Segment Start: MATERIAL FOR THE TASK

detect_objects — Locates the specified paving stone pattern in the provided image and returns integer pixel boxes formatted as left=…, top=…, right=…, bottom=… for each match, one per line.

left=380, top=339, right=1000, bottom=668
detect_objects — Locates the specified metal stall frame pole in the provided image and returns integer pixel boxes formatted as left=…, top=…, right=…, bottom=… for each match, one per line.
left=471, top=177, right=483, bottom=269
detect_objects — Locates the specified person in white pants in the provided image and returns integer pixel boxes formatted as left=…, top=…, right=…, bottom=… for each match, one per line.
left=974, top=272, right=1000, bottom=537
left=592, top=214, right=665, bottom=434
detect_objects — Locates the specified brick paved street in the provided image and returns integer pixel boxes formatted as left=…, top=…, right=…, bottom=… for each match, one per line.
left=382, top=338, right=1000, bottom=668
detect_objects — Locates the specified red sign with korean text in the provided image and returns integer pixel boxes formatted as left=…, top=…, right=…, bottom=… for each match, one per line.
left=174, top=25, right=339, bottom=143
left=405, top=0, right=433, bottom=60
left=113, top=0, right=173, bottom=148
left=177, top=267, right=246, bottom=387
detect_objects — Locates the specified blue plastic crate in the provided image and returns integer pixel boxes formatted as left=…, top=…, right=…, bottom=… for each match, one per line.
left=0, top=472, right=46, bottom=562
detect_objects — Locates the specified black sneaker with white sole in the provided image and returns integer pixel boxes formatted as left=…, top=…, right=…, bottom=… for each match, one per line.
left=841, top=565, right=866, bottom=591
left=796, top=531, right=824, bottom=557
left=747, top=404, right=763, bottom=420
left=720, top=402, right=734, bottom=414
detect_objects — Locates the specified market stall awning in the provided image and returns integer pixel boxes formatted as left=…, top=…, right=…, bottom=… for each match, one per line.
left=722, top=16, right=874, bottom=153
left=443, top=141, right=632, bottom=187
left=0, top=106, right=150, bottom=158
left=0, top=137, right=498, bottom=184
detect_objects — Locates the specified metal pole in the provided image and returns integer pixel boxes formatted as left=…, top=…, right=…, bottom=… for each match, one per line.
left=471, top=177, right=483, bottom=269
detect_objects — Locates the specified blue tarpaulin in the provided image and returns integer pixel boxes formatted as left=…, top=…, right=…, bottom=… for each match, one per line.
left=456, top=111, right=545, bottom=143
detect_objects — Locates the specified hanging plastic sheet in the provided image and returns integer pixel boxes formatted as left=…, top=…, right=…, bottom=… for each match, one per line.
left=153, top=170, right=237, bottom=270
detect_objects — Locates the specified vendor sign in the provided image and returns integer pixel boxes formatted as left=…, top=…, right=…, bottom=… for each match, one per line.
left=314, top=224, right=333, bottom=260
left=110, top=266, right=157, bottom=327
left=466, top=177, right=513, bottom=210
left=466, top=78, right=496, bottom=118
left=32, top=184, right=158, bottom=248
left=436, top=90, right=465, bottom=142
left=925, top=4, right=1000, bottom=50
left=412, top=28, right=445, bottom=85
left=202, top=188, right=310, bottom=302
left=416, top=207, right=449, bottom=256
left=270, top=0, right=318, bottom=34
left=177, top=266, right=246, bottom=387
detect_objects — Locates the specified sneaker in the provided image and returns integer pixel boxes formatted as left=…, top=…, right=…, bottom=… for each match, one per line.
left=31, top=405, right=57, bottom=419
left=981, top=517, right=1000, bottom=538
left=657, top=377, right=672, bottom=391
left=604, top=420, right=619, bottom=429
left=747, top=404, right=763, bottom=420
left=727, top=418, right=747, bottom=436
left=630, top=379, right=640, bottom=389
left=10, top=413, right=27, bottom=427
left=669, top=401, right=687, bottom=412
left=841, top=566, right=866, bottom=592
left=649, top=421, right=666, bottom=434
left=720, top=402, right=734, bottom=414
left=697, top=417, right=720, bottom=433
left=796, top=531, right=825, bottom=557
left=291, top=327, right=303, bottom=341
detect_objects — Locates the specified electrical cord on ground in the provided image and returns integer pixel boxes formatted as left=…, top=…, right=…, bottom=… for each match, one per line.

Segment End: MATERIAL FOR THE TASK

» **EXERCISE REQUIREMENTS**
Above are the entries; return each one exactly.

» **OUTPUT BELOW**
detect_objects — Locates the specified paving stone pattern in the provided image and returns integer pixel boxes formatted as left=…, top=…, right=…, bottom=… for each match, one per line.

left=380, top=339, right=1000, bottom=668
detect_objects — Locates the specified metal stall frame pole in the provided image and returns integer pixel boxes formatted as left=…, top=…, right=…, bottom=… for each match, one per line.
left=471, top=177, right=483, bottom=269
detect_objects — Locates the specified person in white pants in the provided image and returns integer pixel boxes formatted as left=…, top=…, right=…, bottom=… for each match, one per line.
left=974, top=272, right=1000, bottom=537
left=592, top=214, right=665, bottom=434
detect_objects — Locates the specified brick paved street in the provided image and returns integer pixel boxes formatted as left=…, top=…, right=…, bottom=… for each match, one per line.
left=382, top=338, right=1000, bottom=668
detect_objects — Locates the specified red sign with korean text in the provided image and returns integer pixel boxes formatted as left=…, top=…, right=…, bottom=… for each match, one per line.
left=174, top=25, right=339, bottom=143
left=405, top=0, right=433, bottom=60
left=113, top=0, right=173, bottom=148
left=177, top=267, right=246, bottom=387
detect_objects — Locates the specified blue plastic crate in the provided image and returns integer pixel boxes formatted as left=…, top=…, right=…, bottom=… for each match, one per line.
left=0, top=472, right=46, bottom=562
detect_objects — Locates the specified black sneaker with white sole in the provided image and returns integer pixel boxes formatted as left=…, top=…, right=…, bottom=… for each match, one per line.
left=841, top=565, right=866, bottom=591
left=796, top=531, right=824, bottom=557
left=747, top=404, right=763, bottom=420
left=720, top=402, right=734, bottom=414
detect_objects — Locates the specified market stall awning in the provided image and returns integer pixel boxes formatted as left=…, top=…, right=…, bottom=… for each match, one per line.
left=722, top=16, right=874, bottom=153
left=443, top=141, right=632, bottom=187
left=0, top=106, right=150, bottom=158
left=0, top=137, right=498, bottom=184
detect_objects — Locates the specified metal pole in the provided image and returns integer pixel boxes formatted as left=…, top=…, right=…, bottom=… for each match, one per line.
left=471, top=177, right=483, bottom=269
detect_objects — Locates the specified blue tarpaulin in the provided image and returns integer pixel boxes formatted as left=…, top=…, right=…, bottom=… for each match, one per line.
left=456, top=111, right=545, bottom=143
detect_objects — Locates the specified hanging plastic sheet in the provided image and returns integer pixel boxes formatted as left=…, top=…, right=…, bottom=… for each match, one per line.
left=153, top=170, right=237, bottom=270
detect_objects — Locates the specified vendor sign in the provided image and returns integer pixel boxes formatted as left=…, top=…, right=…, bottom=… for each match, one per line.
left=314, top=224, right=333, bottom=260
left=110, top=266, right=157, bottom=327
left=466, top=177, right=513, bottom=210
left=466, top=78, right=496, bottom=118
left=32, top=184, right=158, bottom=248
left=436, top=90, right=465, bottom=142
left=925, top=4, right=1000, bottom=50
left=412, top=28, right=445, bottom=85
left=202, top=188, right=310, bottom=302
left=416, top=207, right=449, bottom=256
left=270, top=0, right=318, bottom=34
left=177, top=266, right=246, bottom=387
detect_objects — Locates the specified sneaker in the provided image and returns integer pixel boxes formatted as left=…, top=…, right=…, bottom=… for each match, one per line.
left=31, top=405, right=57, bottom=419
left=981, top=517, right=1000, bottom=538
left=657, top=377, right=672, bottom=391
left=604, top=420, right=619, bottom=429
left=747, top=404, right=763, bottom=420
left=727, top=418, right=747, bottom=436
left=630, top=379, right=640, bottom=389
left=10, top=413, right=27, bottom=427
left=669, top=401, right=687, bottom=412
left=841, top=566, right=866, bottom=592
left=649, top=421, right=666, bottom=434
left=720, top=402, right=734, bottom=414
left=697, top=417, right=720, bottom=433
left=796, top=531, right=825, bottom=557
left=291, top=327, right=303, bottom=341
detect_objects — Locates the specified electrical cord on ground in the provided image and returns integer pixel boxes formatted as left=…, top=…, right=…, bottom=… for each match, one per line.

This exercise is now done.